→ EXERCISE TEXT:
──────

Humans are very social. We use social skills every day when communicating with one another. Building children’s social skills is often discussed, but what are “social skills” really?
If your child has been in speech therapy, the terms “social communication” or “pragmatics” have probably come up. These terms refer to the way a child uses language for a variety of purposes (making requests, greeting, giving information/ sharing) while following basic rules for conversation including:
-taking turns in conversation
-introducing topics of conversation
-staying on topic and maintaining a circle of communication
-recognizing and repairing miscommunications
-rephrasing when misunderstood
-use and understanding of nonverbal signals
-personal proximity and orientation of body when speaking to others
-using facial expressions and eye contact/ eye gaze
Weaknesses in social skills create barriers to building relationships with others and communication development. Here are a few things you can do to help develop your child’s social skills:
-Encourage conversation and imaginative play. Play make-believe with your child. Build on the conversation by adding details that create more interesting story lines.

──────

Stored data entries:
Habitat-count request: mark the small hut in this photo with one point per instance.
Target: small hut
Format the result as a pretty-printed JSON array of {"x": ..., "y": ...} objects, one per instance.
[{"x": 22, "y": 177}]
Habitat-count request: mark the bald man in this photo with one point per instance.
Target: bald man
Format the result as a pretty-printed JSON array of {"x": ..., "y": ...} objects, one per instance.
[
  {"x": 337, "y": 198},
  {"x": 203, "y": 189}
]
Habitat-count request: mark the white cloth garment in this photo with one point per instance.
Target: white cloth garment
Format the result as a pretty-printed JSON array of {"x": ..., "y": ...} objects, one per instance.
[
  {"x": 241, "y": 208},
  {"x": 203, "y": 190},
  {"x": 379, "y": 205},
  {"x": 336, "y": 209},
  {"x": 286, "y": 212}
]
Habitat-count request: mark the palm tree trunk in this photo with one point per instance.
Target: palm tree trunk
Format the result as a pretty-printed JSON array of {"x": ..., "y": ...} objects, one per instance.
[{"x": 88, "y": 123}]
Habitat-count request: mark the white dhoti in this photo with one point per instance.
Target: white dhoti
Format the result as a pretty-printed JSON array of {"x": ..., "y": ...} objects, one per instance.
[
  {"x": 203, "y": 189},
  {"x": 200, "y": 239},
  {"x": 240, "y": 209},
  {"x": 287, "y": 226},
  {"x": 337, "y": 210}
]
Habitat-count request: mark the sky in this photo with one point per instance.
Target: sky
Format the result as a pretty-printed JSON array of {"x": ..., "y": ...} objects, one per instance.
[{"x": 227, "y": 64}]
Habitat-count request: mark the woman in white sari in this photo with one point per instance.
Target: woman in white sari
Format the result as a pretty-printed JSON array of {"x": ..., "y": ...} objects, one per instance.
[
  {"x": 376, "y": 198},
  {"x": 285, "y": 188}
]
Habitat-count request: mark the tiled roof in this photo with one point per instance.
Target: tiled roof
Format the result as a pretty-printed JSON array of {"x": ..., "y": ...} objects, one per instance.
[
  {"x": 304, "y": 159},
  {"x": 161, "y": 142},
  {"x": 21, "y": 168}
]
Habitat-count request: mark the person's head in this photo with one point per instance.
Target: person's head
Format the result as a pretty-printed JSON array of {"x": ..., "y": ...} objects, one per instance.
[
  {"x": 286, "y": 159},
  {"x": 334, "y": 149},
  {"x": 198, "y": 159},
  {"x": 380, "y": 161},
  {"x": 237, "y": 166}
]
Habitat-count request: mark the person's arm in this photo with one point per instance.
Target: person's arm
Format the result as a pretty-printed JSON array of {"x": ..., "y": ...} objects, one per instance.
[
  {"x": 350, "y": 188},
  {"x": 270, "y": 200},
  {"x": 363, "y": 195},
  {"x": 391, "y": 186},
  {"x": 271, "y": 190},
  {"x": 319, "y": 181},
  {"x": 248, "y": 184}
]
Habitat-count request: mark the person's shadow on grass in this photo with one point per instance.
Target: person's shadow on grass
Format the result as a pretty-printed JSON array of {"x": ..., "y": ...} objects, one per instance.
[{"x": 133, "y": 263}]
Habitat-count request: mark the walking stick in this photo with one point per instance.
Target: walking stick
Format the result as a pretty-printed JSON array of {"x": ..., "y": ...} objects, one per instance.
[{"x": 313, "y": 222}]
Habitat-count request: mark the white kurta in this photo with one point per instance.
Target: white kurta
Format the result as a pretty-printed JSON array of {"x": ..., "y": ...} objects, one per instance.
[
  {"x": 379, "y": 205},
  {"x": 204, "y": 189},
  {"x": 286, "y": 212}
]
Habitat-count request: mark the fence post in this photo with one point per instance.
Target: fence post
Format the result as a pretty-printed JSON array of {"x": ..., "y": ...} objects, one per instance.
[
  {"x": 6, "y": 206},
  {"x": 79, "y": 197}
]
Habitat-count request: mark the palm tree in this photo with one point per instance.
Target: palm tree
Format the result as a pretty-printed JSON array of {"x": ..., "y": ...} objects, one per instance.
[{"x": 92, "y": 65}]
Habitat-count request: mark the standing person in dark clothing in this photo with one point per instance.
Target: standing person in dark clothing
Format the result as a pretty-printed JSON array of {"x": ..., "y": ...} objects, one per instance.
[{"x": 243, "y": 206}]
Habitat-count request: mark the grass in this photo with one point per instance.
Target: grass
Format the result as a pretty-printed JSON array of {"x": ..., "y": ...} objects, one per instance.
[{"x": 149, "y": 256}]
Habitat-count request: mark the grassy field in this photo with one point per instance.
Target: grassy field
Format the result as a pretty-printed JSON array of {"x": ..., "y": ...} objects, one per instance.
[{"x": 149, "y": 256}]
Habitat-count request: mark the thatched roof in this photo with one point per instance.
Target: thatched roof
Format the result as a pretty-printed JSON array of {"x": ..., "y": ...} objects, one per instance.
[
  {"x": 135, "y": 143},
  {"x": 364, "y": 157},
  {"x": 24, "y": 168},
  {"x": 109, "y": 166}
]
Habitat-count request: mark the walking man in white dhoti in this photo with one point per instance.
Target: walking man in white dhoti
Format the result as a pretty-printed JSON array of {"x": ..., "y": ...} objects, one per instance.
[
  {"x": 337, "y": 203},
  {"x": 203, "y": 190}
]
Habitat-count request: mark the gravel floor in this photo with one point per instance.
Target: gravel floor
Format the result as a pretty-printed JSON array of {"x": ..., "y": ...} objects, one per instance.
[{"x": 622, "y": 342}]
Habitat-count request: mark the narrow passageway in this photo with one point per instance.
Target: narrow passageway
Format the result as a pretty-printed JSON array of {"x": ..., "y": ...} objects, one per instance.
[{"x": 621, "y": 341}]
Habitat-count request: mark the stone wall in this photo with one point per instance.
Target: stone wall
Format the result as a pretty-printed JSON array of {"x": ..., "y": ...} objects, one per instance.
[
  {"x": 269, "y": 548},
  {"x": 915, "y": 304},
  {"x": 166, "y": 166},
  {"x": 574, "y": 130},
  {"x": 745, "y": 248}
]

──────

→ EXERCISE: Resume the text on children's social skills after its last sentence, adding more tips in the same style. The lines are not needed for the task.

→ TASK OUTPUT:
-Use puppets to develop question-asking skills. Encourage your child to have puppets ask each other questions like who?, what?, where? and why?.
-While we all try to limit screen time for our children, if you do find yourself with the TV on, ask your child what is happening during the show. Have them name characters and tell something about them. Describe their clothes. Talk about what they like to do.
-Encourage your child to talk on the phone to a relative or friend. This helps develop his ability to listen and answer questions.
-Make specific facial expressions and ask your child to tell you the feeling shown on your face. Talk about what makes you happy, sad, angry, excited, or afraid.
-Point out how we talk differently in different places. Talk about using inside voices at home, in the library, or in the preschool classroom and outside voices in the park or yard.
-Role play greetings you use with different people. Show the difference between talking to an authority figure (using Mr. or Ms.) and talking to a playmate (using his first name).
-Talk about how important it is to take turns and share. Talk about things that you share with your family and friends.
-Play board games with your child. Play a few times where they get to win and you get to win. Winning is fun, but it is okay to lose.